Opinión

Después del Día de Muertos

Después del Día de Muertos

Después del Día de Muertos

La Crónica de Hoy / La Crónica de Hoy

"Llorar el hueso”, le decían en el México del siglo XIX, a la costumbre de vestirse con las mejores galas de luto que se tuvieran en el armario, y convenientemente ataviados, irse a recorrer los cementerios de la localidad, so pretexto de visitar, como Dios manda, a los difuntos, propios y extraños. Pero, con los años, se quejaban algunos periodistas, el comportamiento de la gente había ido transformándose, pues, de por medio estaba la Reforma liberal, que, además de modificar el calendario de días festivos, había normado el uso de las campanas de los templos y arrancado a la Iglesia católica la administración de los cementerios.

“En los antiguos tiempos, es decir, antes de la Reforma”, escribió Ignacio Manuel Altamirano, “México se despertaba el 2 de noviembre al funeral clamor de la campana que doblaba en todas las iglesias”. Esa manera de iniciar la jornada creaba un ambiente triste, melancólico, lúgubre.  A don Nacho, liberal como el que más, y crítico agudísimo y duro de lo que él entendía como “distorsiones” en el culto y las fiestas católicas, lo que le disgustaba era que, en vez de que la Reforma hubiera modificado la fiesta de conmemoración de los muertos hacia un tono sobrio y solemne, la costumbre de visitar los cementerios hubiese mutado en un asunto tan frívolo que más parecía un recorrido por las calles de los grandes comercios de la capital.

Datos de la tarea —
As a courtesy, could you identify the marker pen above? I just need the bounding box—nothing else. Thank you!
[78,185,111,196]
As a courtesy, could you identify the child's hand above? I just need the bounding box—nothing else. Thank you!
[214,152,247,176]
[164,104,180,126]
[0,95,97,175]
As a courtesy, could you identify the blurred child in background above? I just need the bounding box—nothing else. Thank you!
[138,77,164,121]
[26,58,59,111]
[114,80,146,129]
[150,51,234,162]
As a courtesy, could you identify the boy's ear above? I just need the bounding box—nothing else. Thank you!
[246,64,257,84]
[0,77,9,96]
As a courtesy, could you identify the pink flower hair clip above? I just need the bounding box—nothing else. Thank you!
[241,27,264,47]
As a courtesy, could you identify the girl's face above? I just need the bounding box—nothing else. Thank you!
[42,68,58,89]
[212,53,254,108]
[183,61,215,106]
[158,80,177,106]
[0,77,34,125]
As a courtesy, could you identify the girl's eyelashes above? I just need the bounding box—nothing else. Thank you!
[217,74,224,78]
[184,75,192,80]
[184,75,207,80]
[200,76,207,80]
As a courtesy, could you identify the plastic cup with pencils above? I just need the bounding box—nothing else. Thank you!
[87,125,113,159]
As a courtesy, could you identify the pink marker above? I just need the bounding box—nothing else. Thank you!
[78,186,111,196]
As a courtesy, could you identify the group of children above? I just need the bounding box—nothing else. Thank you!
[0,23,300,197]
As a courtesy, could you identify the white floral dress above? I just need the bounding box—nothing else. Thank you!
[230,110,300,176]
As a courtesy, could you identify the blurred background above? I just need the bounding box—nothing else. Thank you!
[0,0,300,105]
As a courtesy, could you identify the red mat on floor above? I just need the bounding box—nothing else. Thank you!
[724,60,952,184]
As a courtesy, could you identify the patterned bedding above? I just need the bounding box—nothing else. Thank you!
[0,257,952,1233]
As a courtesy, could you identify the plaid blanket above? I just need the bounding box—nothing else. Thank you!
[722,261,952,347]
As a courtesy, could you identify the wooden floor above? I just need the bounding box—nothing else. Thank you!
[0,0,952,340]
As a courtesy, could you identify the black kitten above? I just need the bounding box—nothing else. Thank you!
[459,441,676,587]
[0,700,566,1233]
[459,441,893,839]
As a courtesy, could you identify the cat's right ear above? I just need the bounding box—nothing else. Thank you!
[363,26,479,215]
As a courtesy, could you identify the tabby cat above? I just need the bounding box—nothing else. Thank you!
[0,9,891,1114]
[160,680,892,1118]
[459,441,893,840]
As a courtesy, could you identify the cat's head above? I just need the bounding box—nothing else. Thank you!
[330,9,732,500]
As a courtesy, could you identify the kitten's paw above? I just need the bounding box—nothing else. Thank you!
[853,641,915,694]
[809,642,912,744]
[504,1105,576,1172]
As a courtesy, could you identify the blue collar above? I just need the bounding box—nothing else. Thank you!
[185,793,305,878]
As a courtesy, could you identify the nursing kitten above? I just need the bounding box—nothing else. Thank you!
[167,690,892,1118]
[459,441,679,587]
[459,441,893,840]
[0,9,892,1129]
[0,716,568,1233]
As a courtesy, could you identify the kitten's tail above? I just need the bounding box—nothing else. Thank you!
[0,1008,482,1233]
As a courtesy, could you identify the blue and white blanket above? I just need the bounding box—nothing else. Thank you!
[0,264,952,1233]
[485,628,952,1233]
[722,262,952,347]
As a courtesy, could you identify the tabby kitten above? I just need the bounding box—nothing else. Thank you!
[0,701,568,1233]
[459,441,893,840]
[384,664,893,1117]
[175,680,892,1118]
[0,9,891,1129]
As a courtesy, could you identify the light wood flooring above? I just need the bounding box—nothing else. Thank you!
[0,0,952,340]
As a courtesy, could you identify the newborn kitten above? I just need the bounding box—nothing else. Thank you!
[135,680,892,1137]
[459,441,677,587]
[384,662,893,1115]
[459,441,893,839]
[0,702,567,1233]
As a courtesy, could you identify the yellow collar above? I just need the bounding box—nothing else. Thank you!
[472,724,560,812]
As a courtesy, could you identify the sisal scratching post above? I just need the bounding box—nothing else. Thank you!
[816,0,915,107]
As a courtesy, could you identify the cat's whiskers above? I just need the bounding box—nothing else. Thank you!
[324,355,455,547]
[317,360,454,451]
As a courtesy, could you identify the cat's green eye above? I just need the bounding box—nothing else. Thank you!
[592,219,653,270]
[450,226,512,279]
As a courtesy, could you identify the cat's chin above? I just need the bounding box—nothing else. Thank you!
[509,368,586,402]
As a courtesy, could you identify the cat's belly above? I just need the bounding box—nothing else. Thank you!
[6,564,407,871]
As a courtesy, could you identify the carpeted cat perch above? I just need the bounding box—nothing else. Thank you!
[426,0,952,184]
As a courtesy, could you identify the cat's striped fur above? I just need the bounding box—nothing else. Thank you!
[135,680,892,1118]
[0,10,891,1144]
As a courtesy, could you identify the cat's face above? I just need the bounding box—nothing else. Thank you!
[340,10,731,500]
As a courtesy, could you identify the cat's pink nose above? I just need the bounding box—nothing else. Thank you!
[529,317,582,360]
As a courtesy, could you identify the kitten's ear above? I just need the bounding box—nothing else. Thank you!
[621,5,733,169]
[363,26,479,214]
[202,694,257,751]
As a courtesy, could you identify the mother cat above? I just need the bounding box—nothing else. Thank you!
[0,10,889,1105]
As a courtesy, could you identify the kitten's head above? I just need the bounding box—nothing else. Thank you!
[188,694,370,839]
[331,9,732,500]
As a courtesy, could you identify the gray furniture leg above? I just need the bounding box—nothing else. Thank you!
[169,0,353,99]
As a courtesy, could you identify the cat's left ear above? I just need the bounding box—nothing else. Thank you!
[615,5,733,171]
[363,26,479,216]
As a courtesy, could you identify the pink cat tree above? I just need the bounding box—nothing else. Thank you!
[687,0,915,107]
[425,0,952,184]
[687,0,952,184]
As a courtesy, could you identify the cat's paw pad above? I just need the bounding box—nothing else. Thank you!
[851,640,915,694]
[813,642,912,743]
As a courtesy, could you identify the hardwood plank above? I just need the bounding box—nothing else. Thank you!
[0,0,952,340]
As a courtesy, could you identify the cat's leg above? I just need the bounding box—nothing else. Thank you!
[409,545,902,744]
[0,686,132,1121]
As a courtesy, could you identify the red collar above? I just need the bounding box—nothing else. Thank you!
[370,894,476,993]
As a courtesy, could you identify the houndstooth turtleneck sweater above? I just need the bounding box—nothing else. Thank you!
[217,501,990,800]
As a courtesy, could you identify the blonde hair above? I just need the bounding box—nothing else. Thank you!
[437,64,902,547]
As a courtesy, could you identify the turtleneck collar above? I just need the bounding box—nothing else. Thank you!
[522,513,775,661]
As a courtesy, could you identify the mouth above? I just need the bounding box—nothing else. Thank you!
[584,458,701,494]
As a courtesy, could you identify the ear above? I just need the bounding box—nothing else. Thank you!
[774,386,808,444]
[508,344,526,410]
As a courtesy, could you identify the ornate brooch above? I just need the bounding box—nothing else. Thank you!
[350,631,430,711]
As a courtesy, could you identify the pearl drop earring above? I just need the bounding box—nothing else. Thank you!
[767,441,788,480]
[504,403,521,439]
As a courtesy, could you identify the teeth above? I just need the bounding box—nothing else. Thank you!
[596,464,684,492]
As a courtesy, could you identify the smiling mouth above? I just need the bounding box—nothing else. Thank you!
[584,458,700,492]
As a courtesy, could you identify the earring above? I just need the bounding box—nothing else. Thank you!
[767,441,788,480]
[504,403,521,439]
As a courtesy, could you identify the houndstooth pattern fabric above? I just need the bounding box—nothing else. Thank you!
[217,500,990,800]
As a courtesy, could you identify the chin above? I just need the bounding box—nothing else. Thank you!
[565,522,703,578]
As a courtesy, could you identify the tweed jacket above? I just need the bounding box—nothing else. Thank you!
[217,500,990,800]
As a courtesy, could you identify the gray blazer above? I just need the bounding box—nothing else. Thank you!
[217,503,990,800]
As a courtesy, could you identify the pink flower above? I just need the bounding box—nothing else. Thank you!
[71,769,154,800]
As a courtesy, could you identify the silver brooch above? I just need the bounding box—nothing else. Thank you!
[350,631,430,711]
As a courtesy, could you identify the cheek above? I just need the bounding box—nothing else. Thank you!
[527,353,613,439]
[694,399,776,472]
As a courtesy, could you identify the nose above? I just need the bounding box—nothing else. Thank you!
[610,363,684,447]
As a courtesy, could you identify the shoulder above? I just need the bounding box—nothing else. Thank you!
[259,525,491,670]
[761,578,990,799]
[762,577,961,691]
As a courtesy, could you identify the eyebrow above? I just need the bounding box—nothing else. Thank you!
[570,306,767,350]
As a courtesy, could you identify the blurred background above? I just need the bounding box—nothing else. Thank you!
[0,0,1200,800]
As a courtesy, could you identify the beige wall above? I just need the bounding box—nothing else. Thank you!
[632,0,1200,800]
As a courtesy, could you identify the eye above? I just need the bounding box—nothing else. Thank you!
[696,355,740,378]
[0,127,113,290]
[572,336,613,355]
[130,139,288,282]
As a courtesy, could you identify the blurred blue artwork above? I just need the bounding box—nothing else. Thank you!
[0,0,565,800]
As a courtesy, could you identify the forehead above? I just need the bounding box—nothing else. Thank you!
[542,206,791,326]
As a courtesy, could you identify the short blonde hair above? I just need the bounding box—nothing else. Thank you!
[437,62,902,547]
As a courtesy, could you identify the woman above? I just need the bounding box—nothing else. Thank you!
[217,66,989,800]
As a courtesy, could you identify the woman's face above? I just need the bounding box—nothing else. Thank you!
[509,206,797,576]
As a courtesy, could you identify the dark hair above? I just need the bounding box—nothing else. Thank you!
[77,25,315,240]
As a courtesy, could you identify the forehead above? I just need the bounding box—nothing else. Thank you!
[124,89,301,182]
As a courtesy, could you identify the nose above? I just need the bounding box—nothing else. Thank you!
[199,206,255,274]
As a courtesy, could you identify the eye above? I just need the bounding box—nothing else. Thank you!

Instrucción 1 — Reescribe el fragmento del artículo sobre el Día de Muertos que va de "La Crónica de Hoy /" hasta "de los cementerios.", sustituyendo "cementerios" por "panteones".
Instrucción 2 — Reproduce sin cambios el tramo de las filas que va desde la primera hasta la que contiene "[724,60,952,184]", ambas incluidas.

Resultado 1 —
La Crónica de Hoy / La Crónica de Hoy

"Llorar el hueso”, le decían en el México del siglo XIX, a la costumbre de vestirse con las mejores galas de luto que se tuvieran en el armario, y convenientemente ataviados, irse a recorrer los panteones de la localidad, so pretexto de visitar, como Dios manda, a los difuntos, propios y extraños. Pero, con los años, se quejaban algunos periodistas, el comportamiento de la gente había ido transformándose, pues, de por medio estaba la Reforma liberal, que, además de modificar el calendario de días festivos, había normado el uso de las campanas de los templos y arrancado a la Iglesia católica la administración de los panteones.

Resultado 2 —
As a courtesy, could you identify the marker pen above? I just need the bounding box—nothing else. Thank you!
[78,185,111,196]
As a courtesy, could you identify the child's hand above? I just need the bounding box—nothing else. Thank you!
[214,152,247,176]
[164,104,180,126]
[0,95,97,175]
As a courtesy, could you identify the blurred child in background above? I just need the bounding box—nothing else. Thank you!
[138,77,164,121]
[26,58,59,111]
[114,80,146,129]
[150,51,234,162]
As a courtesy, could you identify the boy's ear above? I just need the bounding box—nothing else. Thank you!
[246,64,257,84]
[0,77,9,96]
As a courtesy, could you identify the pink flower hair clip above? I just need the bounding box—nothing else. Thank you!
[241,27,264,47]
As a courtesy, could you identify the girl's face above? I just need the bounding box—nothing else. Thank you!
[42,68,58,89]
[212,53,254,108]
[183,61,215,106]
[158,80,177,106]
[0,77,34,125]
As a courtesy, could you identify the girl's eyelashes above? I just need the bounding box—nothing else. Thank you!
[217,74,224,78]
[184,75,192,80]
[184,75,207,80]
[200,76,207,80]
As a courtesy, could you identify the plastic cup with pencils above? I just need the bounding box—nothing else. Thank you!
[87,125,113,159]
As a courtesy, could you identify the pink marker above? I just need the bounding box—nothing else. Thank you!
[78,186,111,196]
As a courtesy, could you identify the group of children above? I just need the bounding box—nothing else. Thank you!
[0,23,300,197]
As a courtesy, could you identify the white floral dress above? I just need the bounding box—nothing else. Thank you!
[230,110,300,176]
As a courtesy, could you identify the blurred background above? I just need the bounding box—nothing else. Thank you!
[0,0,300,105]
As a courtesy, could you identify the red mat on floor above? I just need the bounding box—nothing else. Thank you!
[724,60,952,184]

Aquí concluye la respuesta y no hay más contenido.